#### TEXT PASSAGE ####

In the proceedings resumed before the referring court, Eesti Pagar argues in particular that the contracts it entered into on 28 August, 29 September and 13 October 2008 were not binding in so far as, if the aid were refused, it could easily have terminated them, with only very low termination costs. The project would not have been realised without the aid applied for and EAS ought to have assessed the substance of whether the aid had an incentive effect.

32.

Eesti Pagar also claims that EAS was aware that those contracts had been entered into at the time the aid application was made and that a representative of EAS had recommended that it should enter into them before applying for the aid. By granting the aid applied for, EAS caused Eesti Pagar to entertain a legitimate expectation that the aid was lawful.

33.

Furthermore, Eesti Pagar submits that there is no obligation on EAS to recover the aid, that, in the alternative, recovery of the aid is time-barred under Paragraph 11(1) of Decree No 278 and Paragraph 26(6) of the STS, and indeed Article 3(1) of Regulation No 2988/95, and that the interest claimed is contrary to Paragraphs 27(1) and 28(1) to (3) of the STS.

34.

EAS and the Ministry contend that the aid application did not satisfy the requirements under Article 8(2) of the General Block Exemption Regulation and that, under Article 101 of Regulation No 1083/2006 in particular, EAS was obliged to seek recovery of the aid from Eesti Pagar.

35.

####

TASKS TO PERFORM:
1. In the court passage on Eesti Pagar's aid, which provision do EAS and the Ministry say the aid application did not satisfy?
2. Name every legal provision the court passage cites, counting each numbered paragraph or article separately.
3. Write the next part of the court passage on Eesti Pagar's aid, picking up after its final line.

#### ROWS ####

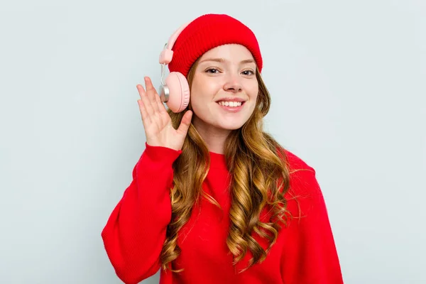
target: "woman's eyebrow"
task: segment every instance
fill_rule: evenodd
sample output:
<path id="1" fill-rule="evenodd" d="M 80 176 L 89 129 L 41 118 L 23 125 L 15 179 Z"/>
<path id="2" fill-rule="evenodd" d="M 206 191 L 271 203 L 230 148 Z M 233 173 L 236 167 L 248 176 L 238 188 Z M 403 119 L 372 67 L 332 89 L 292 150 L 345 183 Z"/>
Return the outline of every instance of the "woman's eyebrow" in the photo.
<path id="1" fill-rule="evenodd" d="M 200 63 L 202 63 L 202 62 L 206 62 L 206 61 L 214 61 L 214 62 L 224 63 L 224 62 L 227 62 L 228 60 L 226 60 L 226 59 L 224 59 L 224 58 L 206 58 L 206 59 L 200 61 Z M 241 60 L 240 62 L 240 64 L 252 63 L 252 62 L 255 62 L 254 60 L 246 59 L 244 60 Z"/>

####

OUTPUTS FOR THE TASKS:
1. Article 8(2) of the General Block Exemption Regulation.

2.
- Paragraph 11(1) of Decree No 278
- Paragraph 26(6) of the STS
- Article 3(1) of Regulation No 2988/95
- Paragraph 27(1) of the STS
- Paragraphs 28(1) to (3) of the STS
- Article 8(2) of the General Block Exemption Regulation
- Article 101 of Regulation No 1083/2006

3.
EAS denies that it was aware, at the time it examined the application, of the contracts that Eesti Pagar had entered into on 28 August, 29 September and 13 October 2008 or that it had recommended that Eesti Pagar should conclude them. It therefore did not cause that company to entertain any legitimate expectation. The Ministry is of the view that, in any event, neither the good faith of the aid recipient nor the conduct of an administrative body can provide an exemption from the requirement to repay unlawful aid.

36.

According to EAS and the Ministry, the 10-year limitation period under Article 15(1) of Regulation No 659/1999 does apply, at least by analogy, in the present case, and the requirement to pay interest follows from Article 11(2) and Article 14(2) of that regulation.

37.

On 30 December 2016 the Commission, in the capacity of an amicus curiae, lodged an opinion with the referring court, in accordance with Article 29(1) of Regulation 2015/1589.

38.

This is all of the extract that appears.